- **Entries supplied**
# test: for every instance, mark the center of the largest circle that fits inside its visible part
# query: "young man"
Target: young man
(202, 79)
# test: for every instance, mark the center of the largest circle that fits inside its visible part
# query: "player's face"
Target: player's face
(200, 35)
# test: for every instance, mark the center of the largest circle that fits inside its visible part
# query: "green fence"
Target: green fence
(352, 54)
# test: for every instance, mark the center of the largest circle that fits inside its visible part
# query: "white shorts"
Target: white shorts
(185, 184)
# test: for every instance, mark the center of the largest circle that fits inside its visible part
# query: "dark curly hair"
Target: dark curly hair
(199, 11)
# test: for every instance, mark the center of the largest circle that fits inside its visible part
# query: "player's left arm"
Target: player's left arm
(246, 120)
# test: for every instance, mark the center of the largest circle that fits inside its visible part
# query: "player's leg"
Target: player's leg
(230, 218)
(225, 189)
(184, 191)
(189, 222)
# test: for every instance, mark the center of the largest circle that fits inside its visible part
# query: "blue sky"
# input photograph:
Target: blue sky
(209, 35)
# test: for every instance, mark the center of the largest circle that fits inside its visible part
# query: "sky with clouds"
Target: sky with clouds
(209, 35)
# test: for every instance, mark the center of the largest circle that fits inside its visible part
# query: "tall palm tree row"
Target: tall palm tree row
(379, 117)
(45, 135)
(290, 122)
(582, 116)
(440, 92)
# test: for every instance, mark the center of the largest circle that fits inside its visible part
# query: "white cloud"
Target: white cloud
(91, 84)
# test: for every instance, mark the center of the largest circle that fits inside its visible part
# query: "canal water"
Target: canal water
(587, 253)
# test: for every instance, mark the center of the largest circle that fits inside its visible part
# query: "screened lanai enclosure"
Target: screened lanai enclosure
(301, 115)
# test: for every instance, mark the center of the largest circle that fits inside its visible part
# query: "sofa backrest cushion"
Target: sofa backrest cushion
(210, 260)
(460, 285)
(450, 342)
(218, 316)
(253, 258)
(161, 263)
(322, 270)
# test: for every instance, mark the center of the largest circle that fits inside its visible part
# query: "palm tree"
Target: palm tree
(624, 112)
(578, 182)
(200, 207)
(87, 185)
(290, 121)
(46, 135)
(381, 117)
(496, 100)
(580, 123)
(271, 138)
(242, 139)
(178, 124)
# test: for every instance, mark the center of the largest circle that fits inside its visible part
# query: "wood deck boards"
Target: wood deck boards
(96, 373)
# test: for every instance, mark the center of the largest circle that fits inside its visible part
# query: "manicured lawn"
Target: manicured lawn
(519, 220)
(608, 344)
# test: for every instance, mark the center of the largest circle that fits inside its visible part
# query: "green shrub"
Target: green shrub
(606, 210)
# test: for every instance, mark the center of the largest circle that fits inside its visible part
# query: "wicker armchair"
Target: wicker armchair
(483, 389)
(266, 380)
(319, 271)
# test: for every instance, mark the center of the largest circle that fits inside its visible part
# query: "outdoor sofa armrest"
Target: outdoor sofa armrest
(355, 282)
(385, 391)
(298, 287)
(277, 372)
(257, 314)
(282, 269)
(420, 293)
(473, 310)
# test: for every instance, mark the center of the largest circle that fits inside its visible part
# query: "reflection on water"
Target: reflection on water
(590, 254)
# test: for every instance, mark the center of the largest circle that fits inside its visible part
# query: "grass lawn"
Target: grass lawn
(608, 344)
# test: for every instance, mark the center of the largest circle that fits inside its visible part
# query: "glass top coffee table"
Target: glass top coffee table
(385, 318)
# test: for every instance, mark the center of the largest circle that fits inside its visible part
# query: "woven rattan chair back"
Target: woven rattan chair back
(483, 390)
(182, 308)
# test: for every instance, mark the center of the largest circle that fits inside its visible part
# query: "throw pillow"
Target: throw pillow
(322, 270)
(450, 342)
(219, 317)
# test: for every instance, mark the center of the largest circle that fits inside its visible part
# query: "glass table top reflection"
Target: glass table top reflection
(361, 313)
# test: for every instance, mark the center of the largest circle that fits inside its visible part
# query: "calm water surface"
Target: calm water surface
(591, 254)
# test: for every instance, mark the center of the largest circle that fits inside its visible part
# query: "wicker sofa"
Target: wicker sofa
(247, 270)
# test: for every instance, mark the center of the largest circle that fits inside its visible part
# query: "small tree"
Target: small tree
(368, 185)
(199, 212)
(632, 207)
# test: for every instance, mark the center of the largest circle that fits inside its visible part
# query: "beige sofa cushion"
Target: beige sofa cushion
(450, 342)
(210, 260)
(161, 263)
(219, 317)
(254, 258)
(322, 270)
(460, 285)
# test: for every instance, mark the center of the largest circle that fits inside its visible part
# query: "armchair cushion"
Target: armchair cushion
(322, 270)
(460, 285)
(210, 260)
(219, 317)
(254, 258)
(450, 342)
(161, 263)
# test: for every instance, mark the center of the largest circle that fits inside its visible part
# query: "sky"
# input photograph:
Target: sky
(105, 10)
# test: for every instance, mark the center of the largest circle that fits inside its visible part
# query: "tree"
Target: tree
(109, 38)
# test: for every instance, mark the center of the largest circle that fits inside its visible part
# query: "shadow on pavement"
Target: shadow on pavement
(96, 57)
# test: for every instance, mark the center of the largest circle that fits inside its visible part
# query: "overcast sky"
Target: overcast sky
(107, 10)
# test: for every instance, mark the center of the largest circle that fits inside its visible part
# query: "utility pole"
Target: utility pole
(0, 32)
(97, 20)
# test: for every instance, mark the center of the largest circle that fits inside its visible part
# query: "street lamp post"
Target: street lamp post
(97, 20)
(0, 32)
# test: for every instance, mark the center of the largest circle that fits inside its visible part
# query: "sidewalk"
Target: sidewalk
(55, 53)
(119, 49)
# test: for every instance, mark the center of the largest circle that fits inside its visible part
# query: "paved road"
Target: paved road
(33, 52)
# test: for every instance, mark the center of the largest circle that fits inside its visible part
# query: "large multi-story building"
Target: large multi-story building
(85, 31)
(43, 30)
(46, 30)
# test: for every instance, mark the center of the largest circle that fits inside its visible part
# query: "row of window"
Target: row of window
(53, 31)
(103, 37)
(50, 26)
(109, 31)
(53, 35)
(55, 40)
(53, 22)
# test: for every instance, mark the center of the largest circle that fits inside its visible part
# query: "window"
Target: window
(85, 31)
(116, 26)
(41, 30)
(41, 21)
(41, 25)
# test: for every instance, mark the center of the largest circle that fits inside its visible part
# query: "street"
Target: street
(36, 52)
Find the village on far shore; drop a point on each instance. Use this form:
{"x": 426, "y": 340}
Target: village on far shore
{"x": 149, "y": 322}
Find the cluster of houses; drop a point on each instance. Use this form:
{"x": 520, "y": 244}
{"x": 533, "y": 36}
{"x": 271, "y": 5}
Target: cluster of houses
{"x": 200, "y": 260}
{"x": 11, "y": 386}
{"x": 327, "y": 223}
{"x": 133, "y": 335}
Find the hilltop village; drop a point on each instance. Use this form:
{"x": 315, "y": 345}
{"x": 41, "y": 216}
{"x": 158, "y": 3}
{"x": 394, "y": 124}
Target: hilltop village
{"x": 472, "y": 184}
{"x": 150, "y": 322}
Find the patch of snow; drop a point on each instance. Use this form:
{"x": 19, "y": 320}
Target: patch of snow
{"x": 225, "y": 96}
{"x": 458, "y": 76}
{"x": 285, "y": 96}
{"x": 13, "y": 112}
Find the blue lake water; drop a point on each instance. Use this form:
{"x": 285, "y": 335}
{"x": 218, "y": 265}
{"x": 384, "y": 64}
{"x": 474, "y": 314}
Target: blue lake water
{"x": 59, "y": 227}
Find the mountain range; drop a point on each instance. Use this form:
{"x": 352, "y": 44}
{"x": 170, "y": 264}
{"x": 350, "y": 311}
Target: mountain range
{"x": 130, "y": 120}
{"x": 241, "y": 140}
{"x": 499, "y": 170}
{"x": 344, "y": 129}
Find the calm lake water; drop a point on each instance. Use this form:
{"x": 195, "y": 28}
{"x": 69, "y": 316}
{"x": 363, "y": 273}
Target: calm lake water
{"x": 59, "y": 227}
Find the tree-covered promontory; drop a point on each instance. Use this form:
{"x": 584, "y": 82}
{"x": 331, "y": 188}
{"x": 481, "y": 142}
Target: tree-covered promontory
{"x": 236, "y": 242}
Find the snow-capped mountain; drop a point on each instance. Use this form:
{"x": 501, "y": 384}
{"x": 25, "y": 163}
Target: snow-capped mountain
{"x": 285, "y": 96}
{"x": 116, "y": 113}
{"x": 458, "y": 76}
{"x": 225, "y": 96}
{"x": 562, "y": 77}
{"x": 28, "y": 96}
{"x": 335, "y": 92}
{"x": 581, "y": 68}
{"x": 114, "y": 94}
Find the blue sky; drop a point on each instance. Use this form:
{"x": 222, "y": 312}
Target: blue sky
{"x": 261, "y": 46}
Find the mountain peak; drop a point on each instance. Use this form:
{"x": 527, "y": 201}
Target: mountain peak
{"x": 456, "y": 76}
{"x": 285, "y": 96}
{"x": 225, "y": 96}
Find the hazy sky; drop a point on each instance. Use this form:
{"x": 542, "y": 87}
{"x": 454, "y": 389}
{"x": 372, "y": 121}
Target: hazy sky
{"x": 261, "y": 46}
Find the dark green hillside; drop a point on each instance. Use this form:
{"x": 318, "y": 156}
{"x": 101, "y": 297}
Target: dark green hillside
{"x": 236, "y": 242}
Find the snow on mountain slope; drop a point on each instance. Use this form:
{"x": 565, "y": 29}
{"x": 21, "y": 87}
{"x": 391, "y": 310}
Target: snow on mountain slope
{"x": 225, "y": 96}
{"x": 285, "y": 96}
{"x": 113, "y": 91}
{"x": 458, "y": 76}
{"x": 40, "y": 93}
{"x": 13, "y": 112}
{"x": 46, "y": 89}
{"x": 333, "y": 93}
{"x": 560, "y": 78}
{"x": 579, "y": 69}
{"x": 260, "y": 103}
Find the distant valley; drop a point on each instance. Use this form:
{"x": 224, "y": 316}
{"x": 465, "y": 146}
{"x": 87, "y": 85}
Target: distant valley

- **Problem details**
Every line above that includes the word "distant" should be listed.

- **Written solution**
Find the distant valley; drop a point on each instance. Use this form:
Target: distant valley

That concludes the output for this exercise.